- Extrait cité:
┄┄┄┄┄┄┄┄┄┄

L'éducation musicale

Professeur d’éducation musicale :

Quels enjeux pour une didactique en pleine évolution ?

La musique tient une place essentielle dans la vie des élèves d’aujourd’hui. Faut-il d’ailleurs rappeler de manière banale, mais ô combien évidente, l’importance de la consommation musicale dans notre société du XXI° siècle ? Les progrès du matériel audio phonique, son coût abordable et sa diffusion auprès de toutes les couches sociales, le développement des médias, la diffusion des cédéroms, l’utilisation de thèmes musicaux dans la publicité, l’organisation de concerts gigantesques ont fait de la musique un élément omniprésent de notre vie.

Mais si l’aspect quantitatif demeure, ne faut-il pas évaluer l’aspect qualitatif de cette consommation, voire de cette surconsommation musicale ? Le cours de musique ne peut prétendre à lui seul former le goût musical (on sait à quel point l’adhésion à certaines formes de musique joue chez les adolescents un rôle important pour s’identifier à un groupe). Mais le cours de musique peut créer les conditions qui permettront aux goûts de l’élève d’évoluer, qui permettront à l’élève de mieux appréhender l’univers sonore actuel et la pluralité des genres de musiques (dans le temps, dans les origines géographiques, dans les styles, dans les techniques de production du son...) qui l’entourent La musique reste aussi un des langages incontournables de l’expression individuelle et collective. Le champ des sons étant plus universel que celui des mots (même si Rousseau affirmait que la musique exprimait les infinies variétés du coeur humain), le cours d’éducation musicale doit donner à l’élève les moyens de développer ses capacités d’expression artistique, ses capacités de discernement dans la connaissance des langages musicaux, ses capacités à exprimer sa sensibilité, par une expérience constante de la créativité.

┄┄┄┄┄┄┄┄┄┄

(Identification des lieux)
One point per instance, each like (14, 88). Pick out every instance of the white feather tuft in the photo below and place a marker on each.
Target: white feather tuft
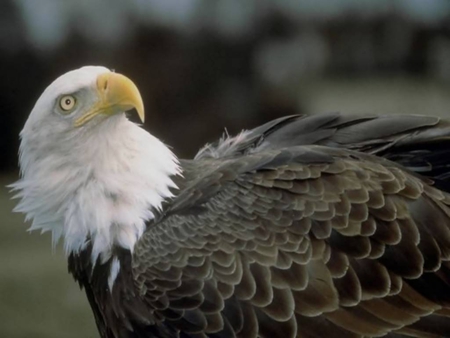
(100, 188)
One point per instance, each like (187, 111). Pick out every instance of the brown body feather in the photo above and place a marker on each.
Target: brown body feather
(281, 238)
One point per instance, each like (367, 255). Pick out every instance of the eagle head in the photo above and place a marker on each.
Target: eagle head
(88, 174)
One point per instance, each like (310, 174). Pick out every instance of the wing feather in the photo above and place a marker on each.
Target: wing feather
(302, 242)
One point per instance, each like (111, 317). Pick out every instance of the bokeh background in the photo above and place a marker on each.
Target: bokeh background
(201, 65)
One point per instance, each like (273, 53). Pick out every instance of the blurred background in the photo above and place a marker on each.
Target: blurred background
(201, 66)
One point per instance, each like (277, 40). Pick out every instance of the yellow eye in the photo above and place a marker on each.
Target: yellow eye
(67, 102)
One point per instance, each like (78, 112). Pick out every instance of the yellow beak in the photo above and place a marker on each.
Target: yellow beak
(117, 94)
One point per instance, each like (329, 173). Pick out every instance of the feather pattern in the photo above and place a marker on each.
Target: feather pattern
(304, 227)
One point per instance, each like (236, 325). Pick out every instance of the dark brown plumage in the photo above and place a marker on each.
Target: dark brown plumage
(321, 226)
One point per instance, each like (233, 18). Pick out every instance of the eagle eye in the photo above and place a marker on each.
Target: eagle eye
(67, 102)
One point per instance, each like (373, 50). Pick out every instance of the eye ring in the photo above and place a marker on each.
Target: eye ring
(67, 102)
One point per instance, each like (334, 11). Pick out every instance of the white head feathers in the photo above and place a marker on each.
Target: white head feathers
(98, 181)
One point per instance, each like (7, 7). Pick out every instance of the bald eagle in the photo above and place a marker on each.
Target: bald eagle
(307, 226)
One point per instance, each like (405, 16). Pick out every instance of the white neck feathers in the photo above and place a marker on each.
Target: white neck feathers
(100, 189)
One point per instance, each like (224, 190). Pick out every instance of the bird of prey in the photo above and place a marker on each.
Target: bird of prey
(307, 226)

┄┄┄┄┄┄┄┄┄┄

- Consignes:
1. Recopiez le passage de l'extrait sur l'éducation musicale qui commence par « Quels enjeux pour » et se poursuit jusqu'à « de notre vie. ».
2. D'après l'extrait sur l'éducation musicale, qu'affirmait Rousseau au sujet de la musique ?

- Réponses par consigne:
1.
Quels enjeux pour une didactique en pleine évolution ?

La musique tient une place essentielle dans la vie des élèves d’aujourd’hui. Faut-il d’ailleurs rappeler de manière banale, mais ô combien évidente, l’importance de la consommation musicale dans notre société du XXI° siècle ? Les progrès du matériel audio phonique, son coût abordable et sa diffusion auprès de toutes les couches sociales, le développement des médias, la diffusion des cédéroms, l’utilisation de thèmes musicaux dans la publicité, l’organisation de concerts gigantesques ont fait de la musique un élément omniprésent de notre vie.

2. Rousseau affirmait que la musique exprimait les infinies variétés du cœur humain.